··· EXTRACTED INFORMATION

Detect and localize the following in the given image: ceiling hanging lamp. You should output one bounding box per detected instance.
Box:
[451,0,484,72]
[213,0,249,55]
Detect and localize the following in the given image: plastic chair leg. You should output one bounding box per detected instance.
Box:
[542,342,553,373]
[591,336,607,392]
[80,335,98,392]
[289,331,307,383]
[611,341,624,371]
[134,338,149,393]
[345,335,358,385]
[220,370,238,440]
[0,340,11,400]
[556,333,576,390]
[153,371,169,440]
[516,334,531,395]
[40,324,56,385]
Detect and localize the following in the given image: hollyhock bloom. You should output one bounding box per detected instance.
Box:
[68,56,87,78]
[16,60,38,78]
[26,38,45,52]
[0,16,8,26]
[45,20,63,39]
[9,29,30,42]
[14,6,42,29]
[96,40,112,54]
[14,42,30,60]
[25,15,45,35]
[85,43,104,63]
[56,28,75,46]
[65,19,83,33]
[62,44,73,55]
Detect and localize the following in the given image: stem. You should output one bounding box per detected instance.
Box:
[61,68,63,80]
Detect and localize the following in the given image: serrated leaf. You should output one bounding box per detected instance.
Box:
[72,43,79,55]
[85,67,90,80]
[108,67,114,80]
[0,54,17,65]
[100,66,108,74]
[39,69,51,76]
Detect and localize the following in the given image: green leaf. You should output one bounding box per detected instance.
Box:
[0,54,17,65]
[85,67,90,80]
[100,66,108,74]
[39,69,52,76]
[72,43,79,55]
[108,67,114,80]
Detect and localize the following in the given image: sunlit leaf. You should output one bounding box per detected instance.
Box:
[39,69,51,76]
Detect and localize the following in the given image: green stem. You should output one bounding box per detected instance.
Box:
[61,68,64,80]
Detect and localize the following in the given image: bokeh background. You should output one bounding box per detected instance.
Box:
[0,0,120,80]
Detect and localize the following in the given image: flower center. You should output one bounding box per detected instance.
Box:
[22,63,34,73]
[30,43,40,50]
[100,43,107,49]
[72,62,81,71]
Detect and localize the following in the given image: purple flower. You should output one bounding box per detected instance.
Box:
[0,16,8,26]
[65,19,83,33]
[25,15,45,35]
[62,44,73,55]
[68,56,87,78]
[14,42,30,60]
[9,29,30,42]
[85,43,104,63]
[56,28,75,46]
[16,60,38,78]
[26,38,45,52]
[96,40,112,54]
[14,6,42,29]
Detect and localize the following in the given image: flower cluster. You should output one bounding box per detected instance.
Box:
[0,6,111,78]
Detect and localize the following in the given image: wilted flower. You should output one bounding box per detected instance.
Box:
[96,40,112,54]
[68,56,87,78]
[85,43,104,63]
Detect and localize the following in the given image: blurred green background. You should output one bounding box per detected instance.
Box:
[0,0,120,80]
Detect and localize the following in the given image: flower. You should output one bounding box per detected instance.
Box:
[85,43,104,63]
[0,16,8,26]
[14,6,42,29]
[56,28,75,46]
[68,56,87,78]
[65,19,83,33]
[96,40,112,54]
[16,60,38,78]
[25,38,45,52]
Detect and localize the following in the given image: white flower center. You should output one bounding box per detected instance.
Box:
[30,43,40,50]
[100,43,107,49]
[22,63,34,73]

······

> _TASK INSTRUCTIONS_: List every line of the data above that contains the string "background", copying each line in full. Case counts.

> _TASK ANSWER_:
Detect and localize the following in the given image: bokeh background. You should output one bounding box per detected instance.
Detect and localize the following in the given image: blurred green background. You should output one bounding box per detected instance.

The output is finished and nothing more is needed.